■ What you are asked to do:
Nothing but the lines from the one that contains "# Should give bounding box for the pine tree" through the end of the data should be reproduced, and each must match exactly.
++++++++
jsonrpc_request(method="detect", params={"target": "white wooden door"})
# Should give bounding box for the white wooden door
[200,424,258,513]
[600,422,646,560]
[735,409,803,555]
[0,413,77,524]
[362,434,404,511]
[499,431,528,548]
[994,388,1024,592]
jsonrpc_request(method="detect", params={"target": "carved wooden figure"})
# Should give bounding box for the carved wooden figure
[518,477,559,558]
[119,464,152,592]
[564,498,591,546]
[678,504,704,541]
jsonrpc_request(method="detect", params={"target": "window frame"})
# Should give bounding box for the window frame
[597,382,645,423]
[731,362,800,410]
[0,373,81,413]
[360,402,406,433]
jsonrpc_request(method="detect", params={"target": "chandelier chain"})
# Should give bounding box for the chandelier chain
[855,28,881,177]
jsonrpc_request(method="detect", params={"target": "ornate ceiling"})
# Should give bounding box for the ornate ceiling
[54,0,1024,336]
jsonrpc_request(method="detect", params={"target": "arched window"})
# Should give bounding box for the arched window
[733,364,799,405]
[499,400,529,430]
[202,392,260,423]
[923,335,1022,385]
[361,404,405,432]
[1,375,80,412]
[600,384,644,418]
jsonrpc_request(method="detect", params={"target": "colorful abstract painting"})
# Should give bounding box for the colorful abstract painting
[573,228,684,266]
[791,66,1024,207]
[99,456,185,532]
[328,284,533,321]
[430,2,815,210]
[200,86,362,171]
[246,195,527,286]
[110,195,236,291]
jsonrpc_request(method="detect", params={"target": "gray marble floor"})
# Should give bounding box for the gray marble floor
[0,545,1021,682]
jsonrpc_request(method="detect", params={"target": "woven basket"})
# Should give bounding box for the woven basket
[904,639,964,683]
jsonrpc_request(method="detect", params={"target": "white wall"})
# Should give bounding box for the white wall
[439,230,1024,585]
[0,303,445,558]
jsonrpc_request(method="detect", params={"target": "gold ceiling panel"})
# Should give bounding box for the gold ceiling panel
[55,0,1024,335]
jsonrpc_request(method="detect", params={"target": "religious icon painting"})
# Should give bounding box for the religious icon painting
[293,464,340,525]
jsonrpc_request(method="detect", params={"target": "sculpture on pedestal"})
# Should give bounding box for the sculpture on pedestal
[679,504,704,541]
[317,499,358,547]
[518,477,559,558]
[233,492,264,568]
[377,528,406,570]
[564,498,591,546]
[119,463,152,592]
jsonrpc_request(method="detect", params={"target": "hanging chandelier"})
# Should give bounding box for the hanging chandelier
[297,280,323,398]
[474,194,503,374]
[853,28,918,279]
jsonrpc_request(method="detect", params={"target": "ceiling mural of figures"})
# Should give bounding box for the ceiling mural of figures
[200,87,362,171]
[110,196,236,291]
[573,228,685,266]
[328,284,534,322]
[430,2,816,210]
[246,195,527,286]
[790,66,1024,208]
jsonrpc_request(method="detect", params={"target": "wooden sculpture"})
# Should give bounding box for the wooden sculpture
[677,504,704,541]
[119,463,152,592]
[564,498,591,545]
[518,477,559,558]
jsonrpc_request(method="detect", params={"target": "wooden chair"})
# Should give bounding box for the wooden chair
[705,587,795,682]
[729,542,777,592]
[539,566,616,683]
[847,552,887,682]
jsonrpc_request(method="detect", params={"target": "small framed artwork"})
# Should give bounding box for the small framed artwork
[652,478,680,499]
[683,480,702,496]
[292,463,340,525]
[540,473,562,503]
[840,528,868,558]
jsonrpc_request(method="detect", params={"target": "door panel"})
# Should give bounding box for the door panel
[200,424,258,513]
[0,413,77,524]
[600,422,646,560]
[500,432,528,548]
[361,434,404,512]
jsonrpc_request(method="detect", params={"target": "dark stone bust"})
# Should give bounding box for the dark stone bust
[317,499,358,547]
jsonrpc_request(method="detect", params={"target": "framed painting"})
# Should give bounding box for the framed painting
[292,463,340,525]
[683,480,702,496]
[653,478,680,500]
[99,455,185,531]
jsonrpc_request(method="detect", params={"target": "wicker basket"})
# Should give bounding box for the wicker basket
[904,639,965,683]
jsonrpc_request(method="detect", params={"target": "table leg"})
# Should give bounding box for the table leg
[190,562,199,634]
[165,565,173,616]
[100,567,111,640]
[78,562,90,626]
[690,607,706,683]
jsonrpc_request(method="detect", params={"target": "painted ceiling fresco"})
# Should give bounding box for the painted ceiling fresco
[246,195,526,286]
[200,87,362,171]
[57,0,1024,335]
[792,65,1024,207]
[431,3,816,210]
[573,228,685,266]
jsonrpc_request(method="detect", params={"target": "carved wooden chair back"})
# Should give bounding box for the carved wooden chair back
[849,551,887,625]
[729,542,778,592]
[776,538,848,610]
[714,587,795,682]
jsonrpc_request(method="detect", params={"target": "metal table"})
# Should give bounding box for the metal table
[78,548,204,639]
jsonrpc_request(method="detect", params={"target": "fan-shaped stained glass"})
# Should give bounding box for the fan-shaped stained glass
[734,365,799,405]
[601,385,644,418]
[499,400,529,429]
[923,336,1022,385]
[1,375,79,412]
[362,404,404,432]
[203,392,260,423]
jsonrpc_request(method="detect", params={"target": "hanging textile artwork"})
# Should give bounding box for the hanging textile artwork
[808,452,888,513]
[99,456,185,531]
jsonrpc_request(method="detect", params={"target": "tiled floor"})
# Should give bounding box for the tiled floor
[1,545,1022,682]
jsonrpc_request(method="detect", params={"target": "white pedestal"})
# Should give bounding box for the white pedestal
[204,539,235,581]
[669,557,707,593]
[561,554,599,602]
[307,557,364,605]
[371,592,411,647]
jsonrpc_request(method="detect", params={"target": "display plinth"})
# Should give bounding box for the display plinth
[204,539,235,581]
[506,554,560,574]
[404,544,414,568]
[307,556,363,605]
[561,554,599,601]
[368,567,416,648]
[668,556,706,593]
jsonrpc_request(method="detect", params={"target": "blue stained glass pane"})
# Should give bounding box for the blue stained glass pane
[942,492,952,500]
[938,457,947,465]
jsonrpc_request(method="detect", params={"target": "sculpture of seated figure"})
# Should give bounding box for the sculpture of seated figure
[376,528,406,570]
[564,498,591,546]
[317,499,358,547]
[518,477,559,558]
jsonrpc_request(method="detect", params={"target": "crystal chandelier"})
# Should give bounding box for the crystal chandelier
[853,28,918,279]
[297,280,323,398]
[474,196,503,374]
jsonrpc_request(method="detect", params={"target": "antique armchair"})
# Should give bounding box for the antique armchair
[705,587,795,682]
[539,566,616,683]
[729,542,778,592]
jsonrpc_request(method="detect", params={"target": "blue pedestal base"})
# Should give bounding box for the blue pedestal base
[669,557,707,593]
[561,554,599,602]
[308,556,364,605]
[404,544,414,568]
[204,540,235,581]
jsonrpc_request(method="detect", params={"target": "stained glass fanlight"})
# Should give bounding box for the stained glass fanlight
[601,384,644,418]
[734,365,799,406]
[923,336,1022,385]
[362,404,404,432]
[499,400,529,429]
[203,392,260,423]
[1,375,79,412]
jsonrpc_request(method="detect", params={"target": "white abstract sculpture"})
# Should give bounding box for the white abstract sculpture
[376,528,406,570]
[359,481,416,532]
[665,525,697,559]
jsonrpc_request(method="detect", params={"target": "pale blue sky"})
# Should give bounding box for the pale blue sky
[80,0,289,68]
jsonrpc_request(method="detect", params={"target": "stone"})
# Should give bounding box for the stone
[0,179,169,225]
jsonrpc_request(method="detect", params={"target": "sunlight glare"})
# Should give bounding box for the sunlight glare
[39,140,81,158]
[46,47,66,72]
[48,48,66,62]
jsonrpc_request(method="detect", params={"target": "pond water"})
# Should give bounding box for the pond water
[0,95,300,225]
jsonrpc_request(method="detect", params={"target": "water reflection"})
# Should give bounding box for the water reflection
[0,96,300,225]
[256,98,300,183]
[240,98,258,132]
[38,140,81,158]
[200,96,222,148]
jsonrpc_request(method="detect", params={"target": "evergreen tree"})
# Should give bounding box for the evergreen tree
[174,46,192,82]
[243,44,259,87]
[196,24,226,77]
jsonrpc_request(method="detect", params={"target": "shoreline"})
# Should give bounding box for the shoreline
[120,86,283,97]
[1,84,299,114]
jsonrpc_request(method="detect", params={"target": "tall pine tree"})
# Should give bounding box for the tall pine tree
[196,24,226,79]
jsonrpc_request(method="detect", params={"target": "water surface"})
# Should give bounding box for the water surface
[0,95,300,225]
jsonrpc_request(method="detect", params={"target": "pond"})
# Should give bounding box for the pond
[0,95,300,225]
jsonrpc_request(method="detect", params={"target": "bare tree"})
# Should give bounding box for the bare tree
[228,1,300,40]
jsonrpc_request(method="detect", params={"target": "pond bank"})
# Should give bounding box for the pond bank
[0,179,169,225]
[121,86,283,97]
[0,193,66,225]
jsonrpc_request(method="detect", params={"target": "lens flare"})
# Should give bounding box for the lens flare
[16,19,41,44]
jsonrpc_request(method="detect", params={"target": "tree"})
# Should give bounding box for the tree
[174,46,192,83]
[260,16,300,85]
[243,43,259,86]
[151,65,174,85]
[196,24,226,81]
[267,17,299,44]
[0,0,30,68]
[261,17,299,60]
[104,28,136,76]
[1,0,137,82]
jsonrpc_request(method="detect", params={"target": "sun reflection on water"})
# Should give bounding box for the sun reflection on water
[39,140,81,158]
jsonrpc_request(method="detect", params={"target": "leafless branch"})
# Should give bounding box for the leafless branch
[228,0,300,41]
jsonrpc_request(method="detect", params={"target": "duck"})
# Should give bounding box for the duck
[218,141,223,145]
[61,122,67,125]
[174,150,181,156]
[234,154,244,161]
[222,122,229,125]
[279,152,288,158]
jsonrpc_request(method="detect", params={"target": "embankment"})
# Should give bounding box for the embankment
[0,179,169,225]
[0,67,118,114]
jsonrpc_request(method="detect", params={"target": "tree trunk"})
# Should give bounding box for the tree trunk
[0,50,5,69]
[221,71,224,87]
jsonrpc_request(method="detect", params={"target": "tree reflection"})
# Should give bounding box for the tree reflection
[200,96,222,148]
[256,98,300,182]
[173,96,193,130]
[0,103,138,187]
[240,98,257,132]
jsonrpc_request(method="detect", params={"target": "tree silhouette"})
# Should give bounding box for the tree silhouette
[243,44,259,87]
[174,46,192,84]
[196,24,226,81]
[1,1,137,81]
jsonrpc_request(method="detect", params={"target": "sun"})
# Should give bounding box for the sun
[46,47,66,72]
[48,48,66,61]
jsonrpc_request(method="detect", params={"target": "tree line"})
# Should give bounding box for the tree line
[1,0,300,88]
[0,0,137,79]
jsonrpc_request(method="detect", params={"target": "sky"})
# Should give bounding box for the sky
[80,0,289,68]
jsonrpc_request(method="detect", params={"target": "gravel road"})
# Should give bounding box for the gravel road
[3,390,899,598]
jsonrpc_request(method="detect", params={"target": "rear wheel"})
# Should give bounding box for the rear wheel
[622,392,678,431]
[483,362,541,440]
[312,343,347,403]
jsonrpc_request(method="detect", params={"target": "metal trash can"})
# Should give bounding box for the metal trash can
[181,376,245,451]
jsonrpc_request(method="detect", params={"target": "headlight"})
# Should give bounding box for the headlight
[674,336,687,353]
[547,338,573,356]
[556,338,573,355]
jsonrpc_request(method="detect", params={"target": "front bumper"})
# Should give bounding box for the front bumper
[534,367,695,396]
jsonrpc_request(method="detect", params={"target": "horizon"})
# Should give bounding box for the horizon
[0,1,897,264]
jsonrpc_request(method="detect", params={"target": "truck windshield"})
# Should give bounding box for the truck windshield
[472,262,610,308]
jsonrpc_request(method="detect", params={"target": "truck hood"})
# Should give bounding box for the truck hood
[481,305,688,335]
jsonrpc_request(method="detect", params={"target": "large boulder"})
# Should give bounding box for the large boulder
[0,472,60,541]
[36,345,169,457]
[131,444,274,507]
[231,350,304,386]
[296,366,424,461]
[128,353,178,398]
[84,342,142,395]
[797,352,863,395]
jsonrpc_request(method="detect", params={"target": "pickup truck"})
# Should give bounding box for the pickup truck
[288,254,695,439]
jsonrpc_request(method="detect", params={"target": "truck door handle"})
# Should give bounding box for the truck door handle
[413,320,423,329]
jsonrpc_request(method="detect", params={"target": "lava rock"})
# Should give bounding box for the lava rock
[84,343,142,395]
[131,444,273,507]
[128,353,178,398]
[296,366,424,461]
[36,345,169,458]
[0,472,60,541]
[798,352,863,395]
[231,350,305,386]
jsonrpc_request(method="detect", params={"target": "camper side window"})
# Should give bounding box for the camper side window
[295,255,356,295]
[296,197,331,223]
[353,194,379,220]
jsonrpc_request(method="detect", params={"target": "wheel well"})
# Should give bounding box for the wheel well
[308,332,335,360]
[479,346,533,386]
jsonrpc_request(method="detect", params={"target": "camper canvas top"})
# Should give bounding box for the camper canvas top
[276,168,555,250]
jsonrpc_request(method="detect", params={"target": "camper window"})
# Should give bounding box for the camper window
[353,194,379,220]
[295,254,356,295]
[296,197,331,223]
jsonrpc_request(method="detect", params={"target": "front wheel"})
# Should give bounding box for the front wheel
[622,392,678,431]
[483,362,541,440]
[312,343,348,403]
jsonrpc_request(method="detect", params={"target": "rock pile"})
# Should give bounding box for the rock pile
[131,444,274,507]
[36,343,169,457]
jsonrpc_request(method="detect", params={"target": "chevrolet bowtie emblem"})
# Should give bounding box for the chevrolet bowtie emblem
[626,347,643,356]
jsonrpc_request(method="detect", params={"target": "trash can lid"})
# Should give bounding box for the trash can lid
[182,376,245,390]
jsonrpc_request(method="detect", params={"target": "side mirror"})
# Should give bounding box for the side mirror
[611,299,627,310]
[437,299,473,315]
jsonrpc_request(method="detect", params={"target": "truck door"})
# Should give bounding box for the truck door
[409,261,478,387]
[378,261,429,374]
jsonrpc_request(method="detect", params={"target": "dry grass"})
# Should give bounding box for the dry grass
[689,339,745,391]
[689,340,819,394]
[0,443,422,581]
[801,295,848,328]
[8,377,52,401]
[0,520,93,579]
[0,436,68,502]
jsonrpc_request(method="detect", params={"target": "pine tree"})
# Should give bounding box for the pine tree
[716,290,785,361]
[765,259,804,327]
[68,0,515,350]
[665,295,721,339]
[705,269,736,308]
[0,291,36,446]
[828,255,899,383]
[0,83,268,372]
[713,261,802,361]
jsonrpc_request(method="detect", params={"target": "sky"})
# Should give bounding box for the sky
++++++++
■ Written solution:
# Should give bounding box for the pine tree
[716,290,785,361]
[765,259,804,327]
[68,0,515,350]
[665,295,721,339]
[705,269,736,308]
[0,291,36,446]
[828,255,899,383]
[0,83,268,372]
[713,261,802,361]
jsonrpc_request(method="detect", params={"target": "sky"})
# Should give bounding box for the sky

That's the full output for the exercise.